Records supplied Block Start
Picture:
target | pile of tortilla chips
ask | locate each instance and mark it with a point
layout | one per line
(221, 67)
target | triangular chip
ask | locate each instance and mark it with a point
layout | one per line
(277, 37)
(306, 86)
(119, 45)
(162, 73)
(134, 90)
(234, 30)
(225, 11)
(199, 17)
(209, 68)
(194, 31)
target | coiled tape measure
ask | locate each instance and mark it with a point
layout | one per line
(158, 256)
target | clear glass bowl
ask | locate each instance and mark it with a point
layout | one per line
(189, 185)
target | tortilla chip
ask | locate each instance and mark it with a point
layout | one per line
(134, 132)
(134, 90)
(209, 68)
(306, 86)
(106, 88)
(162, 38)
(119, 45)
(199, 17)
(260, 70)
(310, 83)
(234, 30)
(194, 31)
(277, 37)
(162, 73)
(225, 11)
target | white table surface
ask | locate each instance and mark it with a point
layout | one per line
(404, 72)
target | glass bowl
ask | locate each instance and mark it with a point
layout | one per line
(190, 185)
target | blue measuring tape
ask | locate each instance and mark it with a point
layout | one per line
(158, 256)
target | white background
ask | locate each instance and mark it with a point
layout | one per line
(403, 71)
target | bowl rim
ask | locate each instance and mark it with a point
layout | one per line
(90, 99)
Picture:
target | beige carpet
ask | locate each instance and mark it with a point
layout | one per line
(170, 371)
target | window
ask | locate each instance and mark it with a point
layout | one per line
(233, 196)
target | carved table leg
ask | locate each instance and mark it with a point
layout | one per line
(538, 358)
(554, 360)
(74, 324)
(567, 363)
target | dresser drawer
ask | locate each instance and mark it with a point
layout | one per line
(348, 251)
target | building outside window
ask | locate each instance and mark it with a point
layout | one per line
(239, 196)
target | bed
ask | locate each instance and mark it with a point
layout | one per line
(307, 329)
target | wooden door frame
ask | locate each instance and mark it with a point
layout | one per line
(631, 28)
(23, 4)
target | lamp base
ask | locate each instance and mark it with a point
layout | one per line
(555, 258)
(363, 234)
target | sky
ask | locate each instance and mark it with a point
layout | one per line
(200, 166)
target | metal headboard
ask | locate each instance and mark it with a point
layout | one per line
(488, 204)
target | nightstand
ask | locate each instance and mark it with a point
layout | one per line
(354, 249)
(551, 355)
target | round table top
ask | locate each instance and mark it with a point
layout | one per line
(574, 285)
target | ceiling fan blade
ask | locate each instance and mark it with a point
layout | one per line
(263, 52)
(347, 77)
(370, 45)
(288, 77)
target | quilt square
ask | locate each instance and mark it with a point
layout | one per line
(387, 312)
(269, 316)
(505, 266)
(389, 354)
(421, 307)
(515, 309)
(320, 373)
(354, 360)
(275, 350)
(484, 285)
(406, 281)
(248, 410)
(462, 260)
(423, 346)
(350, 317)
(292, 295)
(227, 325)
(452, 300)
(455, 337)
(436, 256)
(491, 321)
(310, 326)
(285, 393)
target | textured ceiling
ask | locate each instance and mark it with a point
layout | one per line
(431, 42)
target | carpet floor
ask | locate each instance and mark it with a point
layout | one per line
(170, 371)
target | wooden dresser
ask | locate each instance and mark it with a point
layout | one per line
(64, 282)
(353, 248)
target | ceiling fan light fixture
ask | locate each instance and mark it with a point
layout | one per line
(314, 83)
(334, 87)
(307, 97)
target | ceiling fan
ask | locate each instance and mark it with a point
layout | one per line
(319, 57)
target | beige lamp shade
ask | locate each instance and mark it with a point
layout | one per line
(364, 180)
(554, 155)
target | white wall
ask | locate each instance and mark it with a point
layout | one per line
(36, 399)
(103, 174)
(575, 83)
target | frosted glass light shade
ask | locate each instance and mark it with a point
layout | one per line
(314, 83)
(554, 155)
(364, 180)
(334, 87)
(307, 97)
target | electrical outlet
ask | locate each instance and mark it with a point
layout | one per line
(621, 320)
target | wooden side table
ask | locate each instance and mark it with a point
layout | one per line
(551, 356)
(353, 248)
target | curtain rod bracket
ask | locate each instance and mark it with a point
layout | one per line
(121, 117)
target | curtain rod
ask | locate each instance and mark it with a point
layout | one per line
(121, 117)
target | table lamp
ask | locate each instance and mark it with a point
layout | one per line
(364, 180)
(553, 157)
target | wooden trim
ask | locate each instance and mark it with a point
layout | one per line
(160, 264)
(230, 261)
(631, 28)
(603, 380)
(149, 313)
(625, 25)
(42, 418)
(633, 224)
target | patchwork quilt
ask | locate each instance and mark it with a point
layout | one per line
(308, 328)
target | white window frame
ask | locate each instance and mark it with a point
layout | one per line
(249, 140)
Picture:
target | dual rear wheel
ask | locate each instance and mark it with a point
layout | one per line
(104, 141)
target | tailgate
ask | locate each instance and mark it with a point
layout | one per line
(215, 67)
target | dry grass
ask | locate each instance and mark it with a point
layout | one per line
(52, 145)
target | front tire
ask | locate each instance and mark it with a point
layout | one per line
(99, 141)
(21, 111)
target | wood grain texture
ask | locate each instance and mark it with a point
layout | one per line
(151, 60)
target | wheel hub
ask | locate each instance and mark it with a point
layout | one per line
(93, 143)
Records supplied Block End
About this exercise:
Repeat each record above precisely as written.

Problem solution:
Picture:
target | pile of tortilla chips
ask | locate each instance and mark it with a point
layout | one per line
(221, 67)
target | triangular chip
ask | locate each instance and mark it with a point
layout | one per line
(277, 37)
(306, 86)
(119, 45)
(162, 73)
(134, 90)
(234, 30)
(225, 11)
(199, 17)
(209, 68)
(194, 31)
target | coiled tape measure
ask | locate each instance and mark it with a point
layout | one per line
(158, 256)
target | clear glass bowl
ask | locate each instance and mark it with a point
layout | one per line
(189, 185)
target | tortilla chip
ask | locate each instance and mark it with a point
layout | one per line
(134, 132)
(134, 90)
(209, 68)
(306, 86)
(106, 88)
(162, 38)
(119, 45)
(199, 17)
(260, 70)
(310, 83)
(234, 30)
(194, 31)
(277, 37)
(162, 73)
(225, 11)
target | white table surface
ask | locate each instance and mark it with a point
layout | one per line
(404, 72)
target | glass bowl
ask | locate each instance and mark it with a point
layout | one per line
(190, 185)
target | blue measuring tape
ask | locate each instance and mark it with a point
layout | one per line
(158, 256)
target | white background
ask | locate each instance and mark it with a point
layout | one per line
(403, 71)
target | bowl rim
ask | locate each instance and mark it with a point
layout | one per line
(90, 99)
Picture:
target | beige carpet
ask | locate each instance and mark it with a point
layout | one per line
(170, 371)
target | window
ask | locate each instance and mark it with a point
layout | one per line
(233, 196)
target | carved table leg
ask | locate each instance and mark it with a point
layout | one per line
(538, 358)
(554, 360)
(74, 324)
(567, 363)
target | dresser drawer
ask | locate each instance and mark it with a point
layout | one per line
(348, 251)
target | building outside window
ask | locate each instance and mark it with a point
layout | one per line
(239, 196)
target | bed
ask | locate each instance and mark it with a point
layout | one per line
(307, 329)
target | wooden door frame
ask | locate each instance and mark it with a point
layout | one per line
(631, 28)
(23, 4)
target | lamp base
ask | locate each instance and mark it with a point
layout | one per line
(555, 258)
(363, 234)
target | sky
ask | locate each instance and mark it with a point
layout | one per line
(200, 166)
target | metal headboard
ask | locate each instance and mark it with a point
layout | one per line
(488, 204)
target | nightstand
ask | locate each instance and mark it with a point
layout | one per line
(354, 249)
(551, 355)
target | round table top
ask | locate each instance and mark it with a point
layout | one per line
(574, 285)
target | ceiling fan blade
ask | locate each instance and mark it with a point
layout | one per line
(263, 52)
(347, 77)
(370, 45)
(288, 77)
target | quilt square
ask | locate each instance and mark it with a point
layout | one per line
(387, 312)
(269, 316)
(505, 266)
(389, 354)
(421, 307)
(515, 309)
(320, 373)
(354, 360)
(275, 350)
(484, 285)
(406, 281)
(248, 410)
(462, 260)
(423, 346)
(350, 317)
(292, 295)
(227, 325)
(452, 300)
(455, 337)
(436, 256)
(491, 321)
(310, 326)
(285, 393)
target | textured ceiling
ask | locate each instance and mark it with a point
layout | one per line
(431, 42)
target | carpet floor
ask | locate each instance and mark it with a point
layout | one per line
(170, 371)
target | wooden dresser
ask | locate each instance and mark it with a point
layout | one per line
(64, 282)
(353, 248)
target | ceiling fan light fixture
ask | locate each instance and mark it with a point
layout | one per line
(314, 83)
(334, 87)
(307, 97)
target | ceiling fan
ask | locate each instance and mark it with a point
layout | one per line
(319, 57)
target | beige lamp shade
ask | locate each instance and mark it with a point
layout | one per line
(364, 180)
(554, 155)
target | white wall
ask | locate each instance and mark it with a point
layout | one per line
(36, 399)
(103, 174)
(575, 83)
target | frosted glass light shade
ask | locate each instance and mark it with a point
layout | one per line
(314, 83)
(554, 155)
(364, 180)
(334, 87)
(307, 97)
target | electrical outlet
ask | locate each instance and mark it with a point
layout | one per line
(621, 320)
target | wooden side table
ask | locate each instance and mark it with a point
layout | one per line
(551, 356)
(353, 248)
target | curtain rod bracket
ask | locate each instance and mark it with a point
layout | one per line
(121, 117)
target | curtain rod
ask | locate each instance and mark it with a point
layout | one per line
(121, 117)
target | table lamp
ask | locate each instance and mark it with a point
layout | one per line
(364, 180)
(553, 157)
target | wooden trim
ask | locate each instance and mark it with a point
layout | one per line
(160, 264)
(230, 261)
(631, 28)
(603, 380)
(149, 313)
(625, 25)
(42, 418)
(633, 224)
target | patchwork quilt
ask | locate each instance and mark it with a point
layout | one per line
(308, 328)
target | white window frame
ask | locate each instance and mark it with a point
layout | one per line
(249, 140)
Picture:
target | dual rear wheel
ask | locate each instance and mark it with a point
layout | one per line
(104, 141)
target | tailgate
ask | locate each instance and mark it with a point
layout | one per line
(215, 67)
target | dry grass
ask | locate each instance and mark it with a point
layout | one per line
(52, 145)
target | front tire
ask | locate each instance and mark it with a point
layout | one per line
(99, 141)
(21, 111)
target | wood grain texture
ask | locate each instance and mark it with a point
layout | one per line
(151, 60)
target | wheel hub
ask | locate each instance and mark it with a point
layout | one per line
(93, 143)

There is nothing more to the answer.